• **Exercise objective**: Exact copies of the records below are required.

──────── Material for this task

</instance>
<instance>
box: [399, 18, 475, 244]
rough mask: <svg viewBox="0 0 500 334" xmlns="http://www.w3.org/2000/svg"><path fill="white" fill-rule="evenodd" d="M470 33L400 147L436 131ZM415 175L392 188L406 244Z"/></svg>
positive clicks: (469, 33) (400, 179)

────────────────

• **Solution to the problem**:
</instance>
<instance>
box: [399, 18, 475, 244]
rough mask: <svg viewBox="0 0 500 334" xmlns="http://www.w3.org/2000/svg"><path fill="white" fill-rule="evenodd" d="M470 33L400 147L436 131ZM415 175L392 188L406 244Z"/></svg>
positive clicks: (469, 33) (400, 179)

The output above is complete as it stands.